== AÇÃO PEDIDA A ==
Segundo o bloco de texto, o que é, na verdade, o excerto que a postagem decide publicar?
== AÇÃO PEDIDA B ==
Escreva a continuação do trecho de Fernando Pessoa citado no bloco de texto, começando logo depois da última frase apresentada.

== BLOCO DE TEXTO ==

—————

Hoje resolvi postar não um texto (na verdade trecho de um livro) meu, digo não escrito por minhas mãos mas partilhado como numa dimensão paralela com meu AMADO Fernando Pessoa. Ele que me descreve tão bem como se houvesse conhecido-me... Como nem eu o fiz...
" De repente, como se um destino médico me houvesse operado de uma cegueira antiga com grandes resultados súbitos, ergo a cabeça, da minha vida anônima, para o conhecimento claro de como existo. E vejo que tudo quanto tenho pensado, tudo quanto tenho sido é uma espécie de engano e de loucura. Marvilho-me do que não consegui ver. Estranho quanto fui e vejo que afinal não sou.

—————

== MATERIAL FORNECIDO ==
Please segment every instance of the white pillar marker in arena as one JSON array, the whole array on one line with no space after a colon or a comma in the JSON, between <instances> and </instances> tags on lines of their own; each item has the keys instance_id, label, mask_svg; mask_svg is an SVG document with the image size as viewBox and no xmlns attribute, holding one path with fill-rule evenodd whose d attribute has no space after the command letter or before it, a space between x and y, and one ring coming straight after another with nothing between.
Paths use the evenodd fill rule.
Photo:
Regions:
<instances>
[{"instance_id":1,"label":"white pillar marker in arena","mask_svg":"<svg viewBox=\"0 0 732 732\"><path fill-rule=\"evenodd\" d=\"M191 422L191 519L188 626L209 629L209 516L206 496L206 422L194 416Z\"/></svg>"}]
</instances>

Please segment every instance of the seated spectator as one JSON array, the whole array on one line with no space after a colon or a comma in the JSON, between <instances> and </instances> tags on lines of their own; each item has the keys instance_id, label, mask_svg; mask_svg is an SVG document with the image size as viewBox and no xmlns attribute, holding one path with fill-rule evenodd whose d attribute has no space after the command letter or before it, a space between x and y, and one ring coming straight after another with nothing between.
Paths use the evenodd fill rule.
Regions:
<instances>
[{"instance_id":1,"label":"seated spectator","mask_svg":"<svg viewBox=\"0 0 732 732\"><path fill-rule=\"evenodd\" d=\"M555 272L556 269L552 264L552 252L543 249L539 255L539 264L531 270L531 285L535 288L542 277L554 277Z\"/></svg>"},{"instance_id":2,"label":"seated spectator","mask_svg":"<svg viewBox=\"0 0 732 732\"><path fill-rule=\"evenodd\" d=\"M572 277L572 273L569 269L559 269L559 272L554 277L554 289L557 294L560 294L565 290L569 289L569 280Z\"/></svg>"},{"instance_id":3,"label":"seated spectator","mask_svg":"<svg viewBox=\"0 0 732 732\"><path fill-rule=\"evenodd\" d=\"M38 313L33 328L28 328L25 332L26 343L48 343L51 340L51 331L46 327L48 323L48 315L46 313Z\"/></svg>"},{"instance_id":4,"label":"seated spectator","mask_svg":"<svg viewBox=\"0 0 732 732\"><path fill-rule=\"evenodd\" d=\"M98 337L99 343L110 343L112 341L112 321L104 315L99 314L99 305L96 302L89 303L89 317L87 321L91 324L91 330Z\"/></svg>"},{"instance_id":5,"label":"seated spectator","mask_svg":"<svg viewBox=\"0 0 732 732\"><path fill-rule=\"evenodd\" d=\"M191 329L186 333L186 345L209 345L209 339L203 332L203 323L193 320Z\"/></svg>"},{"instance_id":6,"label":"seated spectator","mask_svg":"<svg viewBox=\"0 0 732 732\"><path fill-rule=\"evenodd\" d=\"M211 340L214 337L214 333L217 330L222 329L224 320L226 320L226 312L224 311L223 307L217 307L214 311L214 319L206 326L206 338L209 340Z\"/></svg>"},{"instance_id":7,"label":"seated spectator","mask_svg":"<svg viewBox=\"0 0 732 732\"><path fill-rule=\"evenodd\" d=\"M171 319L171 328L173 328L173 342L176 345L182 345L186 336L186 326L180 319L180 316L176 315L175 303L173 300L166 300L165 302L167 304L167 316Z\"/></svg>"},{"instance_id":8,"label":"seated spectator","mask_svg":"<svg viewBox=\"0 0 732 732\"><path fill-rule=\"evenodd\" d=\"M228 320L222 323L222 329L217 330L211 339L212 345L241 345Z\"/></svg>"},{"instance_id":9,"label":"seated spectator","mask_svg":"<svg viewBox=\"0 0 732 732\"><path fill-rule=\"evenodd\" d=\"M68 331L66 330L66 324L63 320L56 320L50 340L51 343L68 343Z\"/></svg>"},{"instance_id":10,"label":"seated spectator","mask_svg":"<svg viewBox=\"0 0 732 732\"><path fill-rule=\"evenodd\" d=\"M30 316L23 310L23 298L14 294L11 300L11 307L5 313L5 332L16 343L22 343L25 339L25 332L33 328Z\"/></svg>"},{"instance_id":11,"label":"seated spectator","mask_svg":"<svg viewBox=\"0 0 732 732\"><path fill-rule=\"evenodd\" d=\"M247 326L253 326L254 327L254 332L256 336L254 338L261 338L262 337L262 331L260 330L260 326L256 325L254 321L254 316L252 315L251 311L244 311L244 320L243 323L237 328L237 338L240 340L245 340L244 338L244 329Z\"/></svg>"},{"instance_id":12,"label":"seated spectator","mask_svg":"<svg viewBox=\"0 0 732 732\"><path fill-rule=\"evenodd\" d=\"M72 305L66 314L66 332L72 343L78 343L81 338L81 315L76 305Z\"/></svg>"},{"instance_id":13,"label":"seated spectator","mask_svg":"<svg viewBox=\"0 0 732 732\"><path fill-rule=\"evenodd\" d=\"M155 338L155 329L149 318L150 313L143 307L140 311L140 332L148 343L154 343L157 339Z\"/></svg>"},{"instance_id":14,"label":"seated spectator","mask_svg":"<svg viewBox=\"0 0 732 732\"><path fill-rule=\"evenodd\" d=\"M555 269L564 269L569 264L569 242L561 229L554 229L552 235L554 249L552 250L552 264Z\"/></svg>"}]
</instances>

—————

== RESULTADO OBTIDO A ==
Um trecho de um livro.

== RESULTADO OBTIDO B ==
Olho como numa extensão ao sol que rompe nuvens, a minha vida passada; e noto, como um pasmo metafísico, com todos os meus gestos mais certos, as minhas idéias mais claras e os meus propósitos mais lógicos, não foram, afinal, mais que bebedeira nata, loucura natural, grande desconhecimento. Nem sequer representei. Representaram-me. Fui, não o ator, mas os gestos dele.
Tudo quanto tenho pensado, feito, sido, é uma soma de subordinações, ou o ente falso que julguei meu, porque agi dele para fora, ou de um peso de circunstâncias que supus ser o ar que respirava. Sou, neste momento de ver, um solitário súbito, que se reconhece desterrado onde se encontrou sempre cidadão. No mais íntimo do que pensei não fui eu.